(Referring expression grounding data)

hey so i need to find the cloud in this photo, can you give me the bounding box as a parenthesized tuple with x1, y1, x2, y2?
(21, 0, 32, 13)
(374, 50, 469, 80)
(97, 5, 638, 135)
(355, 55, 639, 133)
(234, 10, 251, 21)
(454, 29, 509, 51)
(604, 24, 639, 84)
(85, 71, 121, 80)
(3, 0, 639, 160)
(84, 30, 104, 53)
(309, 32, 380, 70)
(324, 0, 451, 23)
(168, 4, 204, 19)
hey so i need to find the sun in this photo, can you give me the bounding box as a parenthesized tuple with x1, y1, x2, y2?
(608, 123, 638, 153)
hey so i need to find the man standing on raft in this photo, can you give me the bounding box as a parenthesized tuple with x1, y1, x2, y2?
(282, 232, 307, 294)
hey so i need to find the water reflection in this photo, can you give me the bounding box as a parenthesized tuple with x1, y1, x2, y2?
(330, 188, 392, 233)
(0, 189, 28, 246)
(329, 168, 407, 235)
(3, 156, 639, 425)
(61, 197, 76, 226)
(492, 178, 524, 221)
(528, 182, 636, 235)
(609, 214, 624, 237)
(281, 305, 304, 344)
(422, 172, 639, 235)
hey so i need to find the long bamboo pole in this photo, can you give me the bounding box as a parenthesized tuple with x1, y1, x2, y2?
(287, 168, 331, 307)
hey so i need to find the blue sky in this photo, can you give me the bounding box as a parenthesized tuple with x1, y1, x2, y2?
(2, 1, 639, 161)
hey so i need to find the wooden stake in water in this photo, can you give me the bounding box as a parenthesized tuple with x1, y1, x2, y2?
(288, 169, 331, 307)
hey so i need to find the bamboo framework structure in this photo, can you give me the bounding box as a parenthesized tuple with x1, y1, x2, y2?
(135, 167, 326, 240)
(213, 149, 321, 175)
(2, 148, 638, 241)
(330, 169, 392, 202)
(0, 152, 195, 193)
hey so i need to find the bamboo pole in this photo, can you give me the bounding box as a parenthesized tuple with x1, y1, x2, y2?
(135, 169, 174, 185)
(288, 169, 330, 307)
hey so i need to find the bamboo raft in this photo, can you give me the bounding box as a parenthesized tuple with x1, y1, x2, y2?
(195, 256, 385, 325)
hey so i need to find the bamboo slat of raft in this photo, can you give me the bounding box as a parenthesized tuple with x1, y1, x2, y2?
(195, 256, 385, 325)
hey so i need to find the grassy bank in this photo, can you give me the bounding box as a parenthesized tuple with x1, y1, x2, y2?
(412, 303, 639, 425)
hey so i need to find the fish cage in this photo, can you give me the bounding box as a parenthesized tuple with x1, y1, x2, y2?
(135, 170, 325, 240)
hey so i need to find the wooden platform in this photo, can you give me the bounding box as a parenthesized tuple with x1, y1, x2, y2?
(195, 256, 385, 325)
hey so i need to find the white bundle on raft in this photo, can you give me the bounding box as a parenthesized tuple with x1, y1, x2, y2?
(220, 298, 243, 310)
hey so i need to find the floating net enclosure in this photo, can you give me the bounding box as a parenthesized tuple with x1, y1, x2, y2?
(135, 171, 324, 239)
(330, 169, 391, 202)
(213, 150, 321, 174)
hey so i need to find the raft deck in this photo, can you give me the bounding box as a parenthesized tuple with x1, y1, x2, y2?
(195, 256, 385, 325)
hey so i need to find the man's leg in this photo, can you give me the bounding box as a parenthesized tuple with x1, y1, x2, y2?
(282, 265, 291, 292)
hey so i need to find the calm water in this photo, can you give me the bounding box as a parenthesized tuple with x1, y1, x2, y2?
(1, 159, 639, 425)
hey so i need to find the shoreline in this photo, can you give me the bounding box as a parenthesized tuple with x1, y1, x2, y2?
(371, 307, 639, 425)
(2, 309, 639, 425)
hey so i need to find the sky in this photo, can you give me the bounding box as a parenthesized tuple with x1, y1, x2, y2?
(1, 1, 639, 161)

• **WHAT THIS TASK INVOLVES**
Retype the entries exactly; leave nothing out.

• **RESPONSE**
hey so i need to find the cloud in this photo, can you give me the bounding box as a parenthesized tuple with x1, y1, x2, y2?
(21, 0, 32, 13)
(374, 50, 469, 80)
(97, 5, 638, 135)
(355, 55, 639, 133)
(234, 10, 251, 21)
(454, 29, 509, 51)
(604, 24, 639, 84)
(85, 71, 121, 80)
(3, 0, 639, 160)
(84, 30, 104, 53)
(309, 32, 380, 70)
(324, 0, 451, 23)
(168, 4, 204, 19)
hey so i need to find the sun in this photo, can you give me the bounding box as a parenthesized tuple with x1, y1, x2, y2?
(608, 123, 638, 153)
hey so i need to find the man standing on raft in this photo, can you give me the bounding box as a parenthesized tuple with x1, y1, x2, y2?
(282, 232, 307, 294)
hey so i need to find the water reflection in this photo, can you give me the bounding box as a parenthesized tuple with x1, y1, x2, y2?
(330, 188, 392, 233)
(0, 189, 28, 246)
(329, 168, 407, 235)
(3, 156, 639, 425)
(61, 197, 76, 226)
(492, 178, 524, 221)
(528, 182, 636, 235)
(609, 214, 624, 237)
(281, 305, 304, 344)
(422, 172, 639, 235)
hey so i need to find the long bamboo pole in this photo, can you give me the bounding box as a parenthesized tuple with x1, y1, x2, y2?
(287, 168, 331, 307)
hey so i need to find the blue sky in this photo, can you give me the bounding box as a parenthesized tuple with x1, y1, x2, y2?
(2, 1, 639, 161)
hey so i need to find the wooden stake in water in this photo, can you give me the bounding box as a parenthesized tuple with x1, y1, x2, y2?
(288, 169, 331, 307)
hey so i need to find the bamboo framework structure in this photo, can you give me the bounding box as a parenthesized tuple with x1, y1, x2, y2?
(135, 167, 326, 240)
(213, 149, 321, 175)
(2, 148, 638, 241)
(330, 169, 392, 202)
(0, 152, 195, 193)
hey so i need to find the bamboo pole in this photo, can you give me the bounding box as a parenthesized tuple with x1, y1, x2, y2?
(135, 169, 174, 185)
(288, 169, 330, 307)
hey so i need to find the bamboo raft in this photo, can you give me the bounding box as a parenthesized tuple with x1, y1, x2, y2?
(195, 256, 385, 325)
hey so i need to find the bamboo slat of raft in this photo, can you give me the bounding box as a parenthesized tuple with x1, y1, x2, y2?
(195, 256, 385, 325)
hey so i need to find the grassy bank in this photo, can you give me the bounding box as a parenthesized tuple with x1, y1, x2, y2?
(412, 303, 639, 425)
hey so i need to find the fish cage in this photo, can you give me the bounding box as a parenthesized tuple with x1, y1, x2, y2?
(135, 170, 325, 240)
hey so i need to find the wooden platform in this photo, can you give me the bounding box as a parenthesized tuple with x1, y1, x2, y2?
(195, 256, 385, 325)
hey so i need to find the white bundle on raft in this photo, can you give me the bounding box as a parenthesized tuple with x1, y1, x2, y2?
(220, 298, 243, 310)
hey so i need to find the floating net enclosure in this photo, can you give me the bounding box as a parenthesized tuple with x1, y1, x2, y2?
(135, 171, 324, 239)
(330, 169, 391, 202)
(213, 150, 321, 174)
hey so i need to find the raft deck in this photo, can you give me the bounding box as a parenthesized tuple with x1, y1, x2, y2?
(195, 256, 385, 325)
hey so i need to find the man's leg in this photo, can you give me the bounding box as a parenthesized tuple with x1, y1, x2, y2?
(282, 265, 291, 292)
hey so i need to find the calm water in this photo, can you give me the bounding box as a parenthesized tuple with x1, y1, x2, y2?
(1, 159, 639, 425)
hey so i need to find the shoreline in this photo, can you give me the bounding box as a parenthesized tuple with x1, y1, x2, y2?
(371, 307, 639, 425)
(2, 309, 639, 425)
hey so i need to find the sky in this photo, can you give me the bounding box as a parenthesized tuple with x1, y1, x2, y2?
(1, 1, 639, 161)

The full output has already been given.